### Task requirements
Copy out all of these rows again, requests included, multiplying each coordinate in the answers by 0.55 and rounding to whole numbers, with halves rounded up.

### Location entries
==============================
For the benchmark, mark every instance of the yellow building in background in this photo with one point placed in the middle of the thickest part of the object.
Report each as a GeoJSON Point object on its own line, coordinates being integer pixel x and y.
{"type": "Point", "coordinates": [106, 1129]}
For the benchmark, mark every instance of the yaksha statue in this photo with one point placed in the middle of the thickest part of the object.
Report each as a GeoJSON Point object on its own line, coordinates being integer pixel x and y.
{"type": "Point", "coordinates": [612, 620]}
==============================
### Answer to the problem
For the benchmark, mark every instance of the yellow building in background in this photo with one point placed in the middle of the thickest part of the object.
Report each as a GeoJSON Point object on its own line, coordinates being integer pixel x and y.
{"type": "Point", "coordinates": [58, 621]}
For the benchmark, mark every instance of the yaksha statue in this photo with one point placed in the middle of the thickest part of the object.
Report each as a GeoJSON Point object on its own line, coordinates being integer pixel x and y.
{"type": "Point", "coordinates": [337, 341]}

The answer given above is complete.